Tasks and exercises:
A - Copy the rows about marking the chain link fence word for word, leaving the picture out.
B - Continue the essay about writing a five-hundred-word composition on college football, starting right after its last sentence.

How to Say Nothing in 500 Words - Loudoun County Public ...

How to Say Nothing in 500 Words Paul Roberts

It's Friday afternoon, and you have almost survived another week of classes. You are just looking forward dreamily to the weekend when the English instructor says: "For Monday, you will turn in a five-hundred-word composition on college football."

Well, that puts a good big hole in the weekend. You don't have any strong views on college football one way or the other. You get rather excited during the season and go to all the home games and find it rather more fun than not. On the other hand, the class has been reading Robert Hutchins in the anthology and perhaps Shaw's "Eighty-Yard Run," and from the class discussion you have got the idea that the instructor thinks college football is for the birds. You are no fool, you. You can figure out what side to take.

After dinner, you get out the portable typewriter that you got for high school graduation. You might as well get it over with and enjoy Saturday and Sunday. Five hundred words is about two double-spaced pages with normal margins. You put in a sheet of paper, think up a title, and you're off:

Why College Football Should Be Abolished

College football should be abolished because it's bad for the school and also bad for the players. The players are so busy practicing that they don't have any time for their studies.

This, you feel, is a mighty good start. The only trouble is that it's only thirty-two words. You still have four hundred and sixty-eight to go, and you've pretty well exhausted the subject. It comes to you that you do your best thinking in the morning, so you put away the typewriter and go to the movies. But the next morning you have to do your washing and some math problems, and in the afternoon you go to the game. The English instructor turns up too, and you wonder if you've taken the right side after all. Saturday night you have a date, and Sunday morning you have to go to church. (You shouldn't let English assignments interfere with your religion.) What with one thing and another, it's ten o'clock Sunday night before you get out the typewriter again. You make a pot of coffee and start to fill out your views on college football. Put a little meat on the bones.

Why College football Should Be Abolished

In my opinion, it seems to me that college football should be abolished. The reason why I think this to be true is because I feel that football is bad for the colleges in nearly every respect. As Robert Hutchins says in his article in our anthology in which he discusses college football, it would be better if the colleges had race horses and had races with one another, because then the horses would not have to attend classes. I firmly agree with Mr. Hutchins on this point, and I am sure that many other students would agree too.

One reason why it seems to me that college football is bad is that it has become too commercial. In the olden times when people played football just for the fun of it, maybe college football was

all right, but they do not play football just for the fun of it now as they used to in the old days. Nowadays college football is what you might call a big business. Maybe this is not true at all schools, and I don't think it is especially true here at State, but certainly this is the case at most colleges and universities in America nowadays, as Mr. Hutchins points out in his very interesting article. Actually the coaches and alumni go around to the high schools and offer the high school stars large salaries to come to their colleges and play football for them. There was one case where a high school star was offered a convertible if he would play football for a certain college.

Another reason for abolishing football is that it is bad for the players. They do not have time to get a college education, because they are so busy playing football. A football players has to practice every afternoon from three to six, and then he is so tired that he can't concentrate on his studies. He just feels like dropping off to sleep after dinner, and then the next day he goes to his classes without having studies and maybe he fails the test.

Records supplied:
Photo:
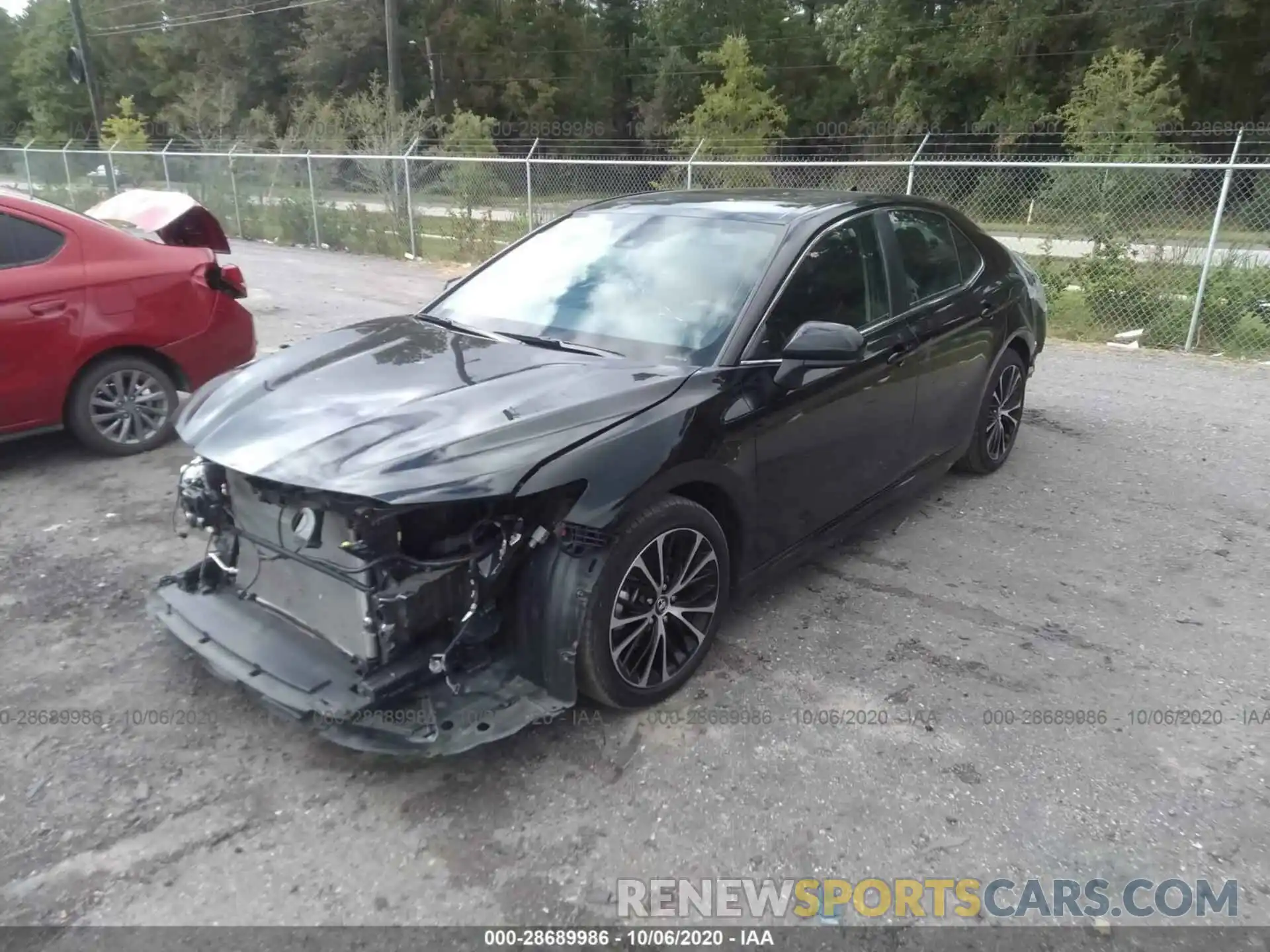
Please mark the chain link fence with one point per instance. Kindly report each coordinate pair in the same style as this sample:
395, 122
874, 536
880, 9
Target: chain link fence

The answers:
A -
Photo:
Please mark the chain link fence with one point per instance. Kindly report each coordinate pair in the same style as this sample:
395, 122
874, 536
880, 9
Target: chain link fence

B -
(Good ripe stuff so far, but you're still a hundred and fifty-one words from home. One more push.)

Also I think college football is bad for the colleges and the universities because not very many students get to participate in it. Out of a college of ten thousand students only seventy-five or a hundred play football, if that many. Football is what you might call a spectator sport. That means that most people go to watch it but do not play it themselves.

(Four hundred and fifteen. Well, you still have the conclusion, and when you retype it, you can make the margins a little wider.)

These are the reasons why I agree with Mr. Hutchins that college football should be abolished in American colleges and universities.

On Monday you turn it in, moderately hopeful, and on Friday it comes back marked "weak in content" and sporting a big "D."

This essay is exaggerated a little, not much. The English instructor will recognize it as reasonably typical of what an assignment on college football will bring in. He knows that nearly half of the class will contrive in five hundred words to say that college football is too commercial and bad for the players. Most of the other half will inform him that college football builds character and prepares one for life and brings prestige to the school. As he reads paper after paper all saying the same thing in almost the same words, all bloodless, five hundred words dripping out of nothing, he wonders how he allowed himself to get trapped into teaching English when he might have had a happy and interesting life as an electrician or a confidence man.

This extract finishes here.